Items from a data source
▼

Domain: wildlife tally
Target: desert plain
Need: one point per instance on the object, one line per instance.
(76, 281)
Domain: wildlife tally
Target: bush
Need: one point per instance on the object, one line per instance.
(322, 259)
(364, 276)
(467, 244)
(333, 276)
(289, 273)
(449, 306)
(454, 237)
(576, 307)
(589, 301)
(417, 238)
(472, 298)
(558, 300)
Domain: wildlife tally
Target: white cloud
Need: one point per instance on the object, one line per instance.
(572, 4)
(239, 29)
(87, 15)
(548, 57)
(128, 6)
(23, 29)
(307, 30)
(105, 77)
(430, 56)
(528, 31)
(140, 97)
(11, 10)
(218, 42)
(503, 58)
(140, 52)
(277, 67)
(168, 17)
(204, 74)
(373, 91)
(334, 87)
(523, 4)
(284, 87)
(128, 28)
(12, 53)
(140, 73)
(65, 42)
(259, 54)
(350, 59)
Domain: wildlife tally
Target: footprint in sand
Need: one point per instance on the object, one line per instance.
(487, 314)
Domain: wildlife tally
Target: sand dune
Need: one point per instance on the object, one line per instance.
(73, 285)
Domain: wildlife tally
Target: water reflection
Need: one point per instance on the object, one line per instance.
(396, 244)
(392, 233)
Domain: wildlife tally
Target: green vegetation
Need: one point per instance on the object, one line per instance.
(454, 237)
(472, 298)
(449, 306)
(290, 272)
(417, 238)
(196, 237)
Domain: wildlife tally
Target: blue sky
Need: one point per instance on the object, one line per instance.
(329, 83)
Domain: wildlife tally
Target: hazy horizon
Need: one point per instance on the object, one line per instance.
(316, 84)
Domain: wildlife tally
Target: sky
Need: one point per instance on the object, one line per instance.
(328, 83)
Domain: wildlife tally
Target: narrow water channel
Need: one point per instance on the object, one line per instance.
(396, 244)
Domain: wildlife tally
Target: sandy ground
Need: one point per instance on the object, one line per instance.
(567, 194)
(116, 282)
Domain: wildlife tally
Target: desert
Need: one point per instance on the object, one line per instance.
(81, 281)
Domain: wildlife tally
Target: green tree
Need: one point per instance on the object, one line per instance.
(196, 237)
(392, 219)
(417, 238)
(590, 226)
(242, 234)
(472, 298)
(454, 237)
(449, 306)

▲

Reproduce the entries above exactly.

Domain: wildlife tally
Target: desert plain
Need: one point per instance on the object, one line per instance.
(76, 281)
Domain: wildlife tally
Target: bush
Need: one point per instance on the object, one line per instance.
(322, 259)
(364, 276)
(467, 244)
(333, 276)
(289, 273)
(449, 306)
(454, 237)
(576, 307)
(589, 301)
(417, 238)
(472, 298)
(558, 300)
Domain: wildlife tally
Target: white cloud
Need: one point per instance on the object, one line per instance.
(572, 4)
(239, 29)
(87, 15)
(548, 57)
(128, 6)
(23, 29)
(307, 30)
(105, 77)
(430, 56)
(528, 31)
(140, 97)
(11, 10)
(218, 42)
(503, 58)
(140, 52)
(277, 67)
(168, 17)
(204, 74)
(373, 91)
(334, 87)
(523, 4)
(284, 87)
(128, 28)
(12, 53)
(140, 73)
(65, 42)
(259, 54)
(350, 59)
Domain: wildlife tally
Target: footprint in sand
Need: one point per instance on the object, one line per instance.
(487, 314)
Domain: wildlife tally
Target: sand dune
Need: one point per instance on the object, one line per instance.
(73, 285)
Domain: wildlife tally
Target: water reflection
Need: one point per instance on the object, one line per instance.
(396, 244)
(392, 233)
Domain: wildlife tally
Target: green vegetation
Need: one point per instance on the object, one line per instance.
(454, 237)
(472, 298)
(449, 306)
(290, 272)
(417, 238)
(196, 237)
Domain: wildlife tally
Target: blue sky
Need: one point per instance on the object, one line per instance.
(329, 83)
Domain: wildlife tally
Target: hazy horizon
Need: one point per instance on the object, one line per instance.
(316, 84)
Domain: wildlife tally
Target: sky
Need: one point per instance on the object, one line per instance.
(328, 83)
Domain: wildlife tally
Target: narrow water channel
Need: one point per instance on the object, one line per instance.
(396, 244)
Domain: wildlife tally
Target: sandy ground
Need: one point per instance on the object, one line per instance.
(567, 194)
(116, 282)
Domain: wildlife tally
Target: desert
Need: one point per instance on the object, one line per instance.
(81, 281)
Domain: wildlife tally
Target: green tree
Need: one point per instance on the object, one line per instance.
(196, 237)
(392, 219)
(417, 238)
(590, 226)
(242, 234)
(472, 298)
(454, 237)
(449, 306)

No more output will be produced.